§ **Compito breve a**
Rispondi a queste domande sul brano sull'umiltà:
(i) Di che cosa l'umiltà è il fondamento?
(ii) A che cosa viene paragonato il corpo tremante di sant'Antonio?
(iii) Di che cosa era carico san Macario mentre andava nella sua cella?

§ **Brano di partenza**
· · ·

Ditemi, fratelli miei, non è questa, vera umiltà e disprezzo di se stessi?
Ahimè! come sono rare queste virtù! ma come sono rari, di conseguenza, anche i santi!

Quanto si ha in odio un orgoglioso, tanto si ama una persona umile, perchè si mette sempre all’ultimo posto, rispetta tutti e stima tutti; è questo che fa sì che si ami la compagnia di queste persone che hanno queste belle qualità.

Io affermo anche che l’umiltà è il fondamento di tutte le altre virtù.
Colui che desidera servire il buon Dio e salvare la sua anima, deve cominciare a praticare questa virtù in tutta la sua estensione.
In caso contrario, la nostra devozione sarà simile a qualche filo di paglia che avete piantato e che, al primo colpo di vento sarà spazzato via.

Sì, fratelli miei, il demonio teme molto poco quelle devozioni prive di umiltà, quale loro fondamento, perchè sa bene che potrà scalzarle quando vuole.

E’ ciò che accadde a quel solitario che arrivò a camminare sui carboni ardenti, senza bruciarsi, ma che, mancando di umiltà, cadde qualche tempo dopo negli eccessi più deplorevoli (si noti che il curato accenna a diversi episodi già raccontati nella sua omelia sull’orgoglio, da dove prende anche diversi altri concetti; n.d.a.).

Se non possedete l’umiltà, siate certi che non possedete nulla, e che alla prima tentazione sarete travolti (“umiltà” deriva da “humus” = terreno, e perciò, chi sta già a terra, non può cadere, cade solo chi sale in alto; n.d.a.).

Si racconta nella vita di sant’Antonio, che il buon Dio gli fece vedere il mondo tutto pieno di lacci, che il demonio aveva teso per far cadere gli uomini nel peccato.
Ne rimase così sorpreso che il suo corpo tremava come una foglia della foresta; allora, rivolgendosi a Dio disse: «Ahimè! Signore, chi mai potrà evitare tante trappole?».
E intese una voce che gli disse: «Antonio, solo colui che sarà umile; perchè Dio dona la sua grazia agli umili, per resistere alle tentazioni, mentre permette che il demonio si prenda gioco degli orgogliosi, i quali, non appena si troveranno nell’occasione, cadranno nel peccato.
Il demonio, invece, non osa attaccare le persone umili».

Una volta che sant’Antonio incorse in una caduta, non faceva altro che umiliarsi profondamente davanti al buon Dio, dicendo: «Ahimè! Signore, Tu sai che non sono altro che un miserabile peccatore!».
E subito il demonio prese la fuga.

Allorchè siamo tentati, fratelli miei, teniamoci nascosti sotto il velo dell’umiltà, e vedremo che il demonio avrà poca forza su di noi.

Leggiamo nella vita di san Macario, che andando un giorno nella sua cella, carico di foglie di palma, il demonio gli si parò davanti con una furia spaventosa; nel tentativo di colpirlo, ma senza riuscirci, si accorse che il buon Dio non gliene aveva dato il potere, e allora gridò: «Macario, quanto mi fai soffrire; non ho la forza di maltrattarti, sebbene io compia più perfettamente di te tutto ciò che tu fai: infatti, tu digiuni qualche volta, mentre io non mangio mai; tu vegli qualche volta, mentre io non dormo mai.

· · ·

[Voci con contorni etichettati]
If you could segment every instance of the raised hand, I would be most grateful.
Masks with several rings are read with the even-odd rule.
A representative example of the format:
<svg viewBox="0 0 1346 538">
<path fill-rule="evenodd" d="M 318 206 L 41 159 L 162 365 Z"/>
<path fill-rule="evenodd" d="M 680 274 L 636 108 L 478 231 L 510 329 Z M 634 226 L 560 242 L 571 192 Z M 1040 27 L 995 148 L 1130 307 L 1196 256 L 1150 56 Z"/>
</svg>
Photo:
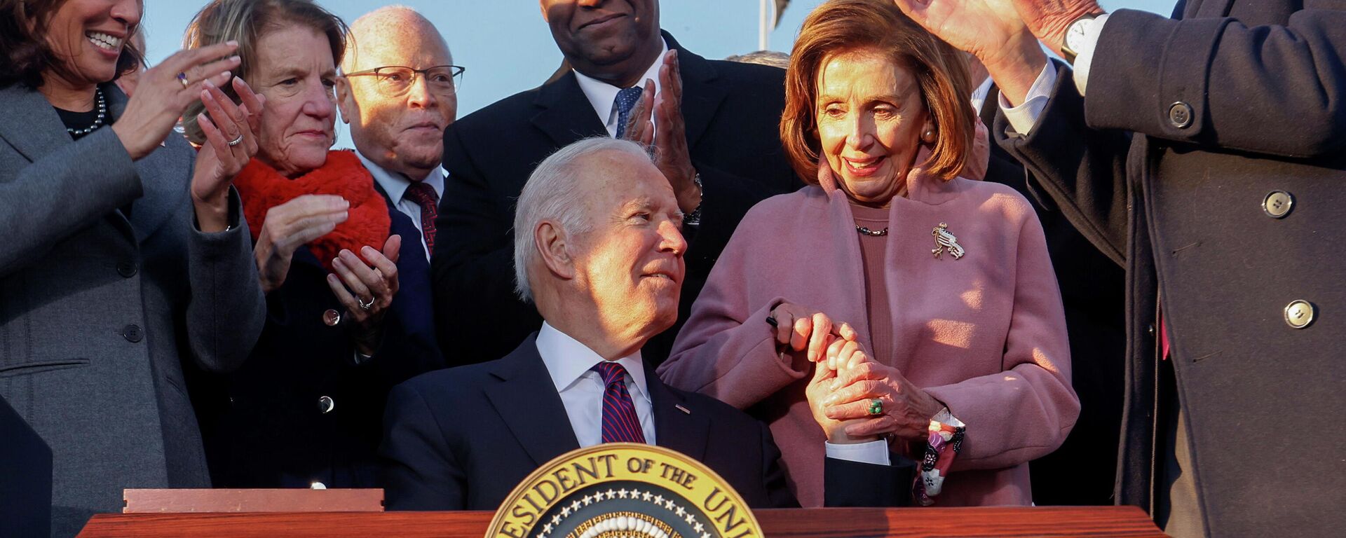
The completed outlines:
<svg viewBox="0 0 1346 538">
<path fill-rule="evenodd" d="M 262 292 L 285 282 L 295 249 L 336 229 L 350 217 L 350 202 L 336 195 L 308 194 L 267 211 L 253 257 Z"/>
<path fill-rule="evenodd" d="M 975 56 L 1011 105 L 1019 105 L 1047 63 L 1015 3 L 1035 0 L 895 0 L 911 20 Z M 1051 0 L 1046 0 L 1051 1 Z"/>
<path fill-rule="evenodd" d="M 201 91 L 206 112 L 198 116 L 198 124 L 206 134 L 206 144 L 197 152 L 191 200 L 202 231 L 219 231 L 229 226 L 229 184 L 257 155 L 257 129 L 267 98 L 253 93 L 241 78 L 234 78 L 233 85 L 242 105 L 236 106 L 210 81 L 203 82 Z"/>
<path fill-rule="evenodd" d="M 149 155 L 168 137 L 187 105 L 201 98 L 207 81 L 215 86 L 229 82 L 229 70 L 238 67 L 240 62 L 232 55 L 236 48 L 237 42 L 227 42 L 178 51 L 140 74 L 136 94 L 112 124 L 132 160 Z M 186 83 L 178 78 L 179 73 L 186 77 Z"/>
<path fill-rule="evenodd" d="M 701 204 L 701 188 L 696 186 L 696 168 L 686 145 L 686 125 L 682 121 L 682 75 L 678 74 L 677 51 L 664 55 L 660 66 L 660 86 L 645 81 L 641 98 L 631 106 L 623 139 L 654 145 L 654 164 L 673 186 L 678 208 L 692 213 Z"/>
</svg>

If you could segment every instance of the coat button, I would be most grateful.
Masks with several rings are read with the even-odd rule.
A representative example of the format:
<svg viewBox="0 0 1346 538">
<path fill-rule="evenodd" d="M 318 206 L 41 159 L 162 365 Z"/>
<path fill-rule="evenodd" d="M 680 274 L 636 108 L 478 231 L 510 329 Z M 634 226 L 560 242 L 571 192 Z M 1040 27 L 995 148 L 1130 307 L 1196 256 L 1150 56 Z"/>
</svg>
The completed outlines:
<svg viewBox="0 0 1346 538">
<path fill-rule="evenodd" d="M 1314 304 L 1306 300 L 1291 301 L 1285 305 L 1285 323 L 1294 328 L 1304 328 L 1314 323 Z"/>
<path fill-rule="evenodd" d="M 332 409 L 336 409 L 336 402 L 334 402 L 330 397 L 324 395 L 322 398 L 318 398 L 318 412 L 319 413 L 327 414 L 327 413 L 331 413 Z"/>
<path fill-rule="evenodd" d="M 125 338 L 129 342 L 140 342 L 145 339 L 145 331 L 143 331 L 137 324 L 129 324 L 121 328 L 121 338 Z"/>
<path fill-rule="evenodd" d="M 1179 129 L 1191 125 L 1191 105 L 1182 101 L 1168 105 L 1168 122 Z"/>
<path fill-rule="evenodd" d="M 1271 191 L 1263 198 L 1263 213 L 1271 218 L 1284 218 L 1294 207 L 1295 196 L 1285 191 Z"/>
</svg>

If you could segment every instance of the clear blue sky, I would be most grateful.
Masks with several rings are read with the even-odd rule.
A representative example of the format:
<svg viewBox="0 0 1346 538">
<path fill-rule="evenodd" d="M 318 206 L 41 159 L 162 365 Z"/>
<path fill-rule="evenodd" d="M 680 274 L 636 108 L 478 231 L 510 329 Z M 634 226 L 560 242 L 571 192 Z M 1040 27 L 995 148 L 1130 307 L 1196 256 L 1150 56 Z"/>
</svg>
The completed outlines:
<svg viewBox="0 0 1346 538">
<path fill-rule="evenodd" d="M 770 48 L 790 51 L 800 23 L 822 0 L 793 0 Z M 1167 15 L 1175 0 L 1104 0 L 1108 9 L 1135 8 Z M 145 0 L 144 27 L 151 62 L 182 47 L 182 32 L 202 0 Z M 458 97 L 459 117 L 518 91 L 537 86 L 561 63 L 552 35 L 534 0 L 319 0 L 346 22 L 388 4 L 402 4 L 425 15 L 448 40 L 454 63 L 467 67 Z M 660 19 L 688 50 L 707 58 L 758 48 L 758 0 L 664 0 Z M 350 147 L 338 121 L 336 147 Z"/>
</svg>

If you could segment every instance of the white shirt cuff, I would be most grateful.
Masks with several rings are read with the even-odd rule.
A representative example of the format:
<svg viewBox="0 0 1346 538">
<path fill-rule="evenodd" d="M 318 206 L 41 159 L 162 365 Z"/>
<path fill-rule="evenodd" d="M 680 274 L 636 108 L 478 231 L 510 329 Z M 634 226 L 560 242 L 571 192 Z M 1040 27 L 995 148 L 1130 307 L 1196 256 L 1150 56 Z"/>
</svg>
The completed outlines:
<svg viewBox="0 0 1346 538">
<path fill-rule="evenodd" d="M 874 465 L 888 465 L 888 441 L 878 440 L 870 443 L 856 443 L 849 445 L 835 445 L 822 441 L 826 447 L 828 457 L 855 463 L 868 463 Z"/>
<path fill-rule="evenodd" d="M 1085 94 L 1085 85 L 1089 82 L 1089 67 L 1093 66 L 1093 51 L 1098 46 L 1098 36 L 1102 35 L 1102 26 L 1108 22 L 1109 13 L 1102 13 L 1094 19 L 1093 24 L 1085 28 L 1085 40 L 1075 51 L 1075 89 L 1079 95 Z"/>
<path fill-rule="evenodd" d="M 1047 62 L 1042 67 L 1042 73 L 1038 73 L 1038 78 L 1032 81 L 1032 86 L 1028 86 L 1028 95 L 1024 97 L 1019 106 L 1010 106 L 1010 100 L 1005 100 L 1005 94 L 1000 94 L 1000 110 L 1004 110 L 1005 120 L 1010 121 L 1010 126 L 1016 133 L 1028 136 L 1032 132 L 1032 126 L 1038 124 L 1038 117 L 1047 108 L 1047 100 L 1051 98 L 1051 89 L 1055 86 L 1057 65 Z"/>
</svg>

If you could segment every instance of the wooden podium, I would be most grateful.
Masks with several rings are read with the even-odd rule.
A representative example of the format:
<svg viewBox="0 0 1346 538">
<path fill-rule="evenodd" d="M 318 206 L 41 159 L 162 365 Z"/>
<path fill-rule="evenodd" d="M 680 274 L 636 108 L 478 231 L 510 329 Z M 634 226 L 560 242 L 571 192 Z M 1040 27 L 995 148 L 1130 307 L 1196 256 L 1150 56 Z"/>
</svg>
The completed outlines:
<svg viewBox="0 0 1346 538">
<path fill-rule="evenodd" d="M 758 510 L 767 537 L 1163 537 L 1131 506 Z M 79 538 L 482 538 L 493 512 L 100 514 Z"/>
</svg>

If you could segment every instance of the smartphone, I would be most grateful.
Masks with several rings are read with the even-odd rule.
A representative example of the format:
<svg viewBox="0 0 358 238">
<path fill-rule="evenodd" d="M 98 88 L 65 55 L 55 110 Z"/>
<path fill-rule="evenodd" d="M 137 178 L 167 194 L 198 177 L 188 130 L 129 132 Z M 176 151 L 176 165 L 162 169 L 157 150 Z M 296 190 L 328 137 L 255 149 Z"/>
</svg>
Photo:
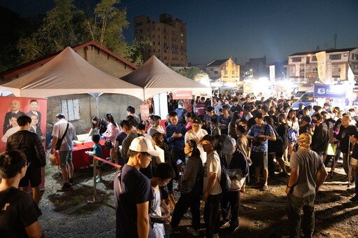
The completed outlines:
<svg viewBox="0 0 358 238">
<path fill-rule="evenodd" d="M 184 164 L 184 162 L 183 162 L 182 161 L 182 160 L 180 160 L 180 159 L 178 159 L 178 160 L 176 160 L 176 163 L 177 163 L 178 164 L 180 164 L 180 165 L 183 165 L 183 164 Z"/>
</svg>

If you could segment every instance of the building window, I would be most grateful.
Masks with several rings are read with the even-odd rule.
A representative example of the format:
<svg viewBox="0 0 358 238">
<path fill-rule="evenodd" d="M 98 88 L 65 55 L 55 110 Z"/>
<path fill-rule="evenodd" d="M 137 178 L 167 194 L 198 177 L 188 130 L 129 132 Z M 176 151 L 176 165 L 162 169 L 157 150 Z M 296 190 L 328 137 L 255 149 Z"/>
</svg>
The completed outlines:
<svg viewBox="0 0 358 238">
<path fill-rule="evenodd" d="M 61 100 L 61 113 L 68 120 L 80 120 L 80 103 L 78 99 Z"/>
<path fill-rule="evenodd" d="M 338 60 L 338 59 L 341 59 L 341 57 L 342 57 L 342 55 L 341 55 L 341 54 L 330 55 L 329 59 L 332 59 L 332 60 Z"/>
</svg>

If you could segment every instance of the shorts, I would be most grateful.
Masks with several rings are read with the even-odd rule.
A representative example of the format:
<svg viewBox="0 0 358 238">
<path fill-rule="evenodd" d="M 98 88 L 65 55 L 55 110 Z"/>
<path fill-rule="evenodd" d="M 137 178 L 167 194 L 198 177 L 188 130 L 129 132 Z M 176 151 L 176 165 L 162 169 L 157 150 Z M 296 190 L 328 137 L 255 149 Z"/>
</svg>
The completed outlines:
<svg viewBox="0 0 358 238">
<path fill-rule="evenodd" d="M 268 169 L 268 153 L 267 152 L 251 152 L 250 156 L 252 164 L 255 167 L 260 167 L 261 169 Z"/>
<path fill-rule="evenodd" d="M 72 163 L 72 150 L 59 151 L 59 161 L 60 167 L 66 167 L 67 164 Z"/>
<path fill-rule="evenodd" d="M 25 176 L 20 181 L 19 187 L 27 187 L 29 181 L 31 188 L 38 187 L 41 183 L 41 168 L 30 164 L 26 170 Z"/>
<path fill-rule="evenodd" d="M 97 169 L 101 169 L 101 167 L 102 167 L 102 165 L 103 165 L 103 164 L 104 163 L 103 161 L 96 160 L 96 167 Z"/>
</svg>

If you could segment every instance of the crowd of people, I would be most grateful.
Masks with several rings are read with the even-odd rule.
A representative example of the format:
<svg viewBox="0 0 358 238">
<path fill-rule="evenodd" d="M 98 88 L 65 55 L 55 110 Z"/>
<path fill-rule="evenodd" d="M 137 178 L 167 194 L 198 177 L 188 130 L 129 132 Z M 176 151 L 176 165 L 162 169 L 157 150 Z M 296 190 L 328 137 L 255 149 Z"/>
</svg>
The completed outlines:
<svg viewBox="0 0 358 238">
<path fill-rule="evenodd" d="M 116 237 L 164 237 L 163 223 L 169 223 L 175 230 L 185 214 L 192 218 L 187 232 L 197 237 L 201 201 L 205 202 L 206 237 L 218 237 L 221 229 L 234 232 L 239 225 L 238 207 L 245 184 L 266 191 L 268 178 L 278 177 L 287 180 L 290 237 L 299 237 L 301 229 L 305 237 L 311 237 L 315 193 L 328 176 L 325 167 L 331 161 L 330 176 L 334 176 L 340 158 L 349 183 L 355 180 L 355 195 L 350 200 L 358 202 L 358 132 L 354 110 L 343 111 L 328 103 L 294 110 L 292 103 L 282 97 L 257 99 L 241 93 L 215 95 L 212 99 L 198 97 L 186 104 L 169 97 L 165 127 L 157 115 L 141 120 L 131 106 L 127 109 L 127 118 L 119 123 L 110 113 L 101 119 L 92 117 L 90 134 L 96 155 L 101 157 L 99 141 L 104 137 L 110 159 L 122 165 L 114 182 Z M 71 151 L 76 130 L 63 114 L 56 118 L 51 153 L 59 151 L 64 182 L 59 191 L 64 192 L 74 183 Z M 22 115 L 17 122 L 20 130 L 8 139 L 7 152 L 0 156 L 0 175 L 3 181 L 16 178 L 13 183 L 17 184 L 10 186 L 17 188 L 18 181 L 22 187 L 29 181 L 36 188 L 37 177 L 24 174 L 27 173 L 26 161 L 36 162 L 32 157 L 25 160 L 32 156 L 28 155 L 29 148 L 15 145 L 12 138 L 17 141 L 24 136 L 20 133 L 30 129 L 31 118 Z M 38 136 L 31 140 L 34 146 L 41 144 Z M 41 161 L 44 152 L 35 150 Z M 13 163 L 15 172 L 8 174 Z M 101 183 L 101 163 L 97 166 L 96 181 Z M 31 174 L 38 174 L 32 170 Z M 20 181 L 22 177 L 27 183 Z M 225 178 L 228 188 L 222 183 Z M 0 198 L 8 197 L 4 194 L 8 188 L 1 183 Z M 174 190 L 180 192 L 178 197 Z M 34 210 L 35 217 L 41 215 L 36 191 L 34 203 L 29 202 L 27 208 Z M 300 227 L 302 209 L 305 220 Z M 36 220 L 31 220 L 36 234 L 41 234 Z M 27 227 L 31 224 L 22 224 L 28 234 Z"/>
</svg>

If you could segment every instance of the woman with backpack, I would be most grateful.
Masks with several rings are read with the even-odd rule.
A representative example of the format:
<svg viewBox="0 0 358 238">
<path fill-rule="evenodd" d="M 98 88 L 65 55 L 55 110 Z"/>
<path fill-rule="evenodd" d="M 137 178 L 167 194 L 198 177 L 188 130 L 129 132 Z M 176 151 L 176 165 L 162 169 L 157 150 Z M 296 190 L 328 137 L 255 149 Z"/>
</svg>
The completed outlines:
<svg viewBox="0 0 358 238">
<path fill-rule="evenodd" d="M 289 127 L 289 133 L 288 133 L 288 155 L 291 156 L 294 151 L 294 148 L 296 147 L 296 144 L 297 143 L 297 139 L 299 138 L 299 120 L 296 115 L 296 111 L 294 109 L 291 109 L 288 111 L 287 115 L 287 125 Z M 296 131 L 296 132 L 295 132 Z M 285 161 L 288 161 L 287 154 L 285 154 Z"/>
<path fill-rule="evenodd" d="M 287 171 L 285 165 L 285 161 L 282 156 L 285 150 L 288 146 L 288 125 L 287 124 L 286 114 L 280 113 L 278 116 L 278 127 L 277 128 L 276 146 L 275 146 L 275 159 L 278 162 L 282 172 L 280 176 L 287 176 Z"/>
<path fill-rule="evenodd" d="M 200 151 L 194 140 L 189 140 L 185 143 L 184 152 L 188 155 L 185 165 L 181 166 L 182 178 L 180 186 L 180 197 L 176 202 L 173 211 L 171 225 L 178 227 L 180 220 L 187 210 L 190 207 L 192 212 L 192 228 L 187 232 L 194 237 L 199 235 L 200 228 L 200 196 L 203 192 L 202 181 L 203 164 L 200 158 Z M 201 186 L 201 188 L 200 188 Z"/>
</svg>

· · ·

§ **Compito breve b**
Riscrivi identiche le righe delle voci dall'inizio fino alla riga che contiene "201 91 L 206", quest'ultima compresa. Ometti le immagini.

§ **Risposta corretta a**
(i) Di tutte le altre virtù.
(ii) A una foglia della foresta.
(iii) Di foglie di palma.

§ **Risposta corretta b**
If you could segment every instance of the raised hand, I would be most grateful.
Masks with several rings are read with the even-odd rule.
A representative example of the format:
<svg viewBox="0 0 1346 538">
<path fill-rule="evenodd" d="M 318 206 L 41 159 L 162 365 Z"/>
<path fill-rule="evenodd" d="M 680 274 L 636 108 L 478 231 L 510 329 Z M 634 226 L 560 242 L 571 192 Z M 1040 27 L 995 148 L 1130 307 L 1196 256 L 1150 56 Z"/>
</svg>
Photo:
The completed outlines:
<svg viewBox="0 0 1346 538">
<path fill-rule="evenodd" d="M 262 292 L 285 282 L 295 249 L 336 229 L 350 217 L 350 202 L 336 195 L 308 194 L 267 211 L 253 257 Z"/>
<path fill-rule="evenodd" d="M 975 56 L 1011 105 L 1019 105 L 1047 63 L 1015 3 L 1035 0 L 895 0 L 911 20 Z M 1051 0 L 1046 0 L 1051 1 Z"/>
<path fill-rule="evenodd" d="M 201 91 L 206 112 L 198 116 L 198 124 L 206 134 L 206 144 L 197 152 L 191 200 L 202 231 L 219 231 L 229 226 L 229 184 L 257 155 L 257 129 L 267 98 L 253 93 L 241 78 L 234 78 L 233 85 L 242 105 L 236 106 L 210 81 L 203 82 Z"/>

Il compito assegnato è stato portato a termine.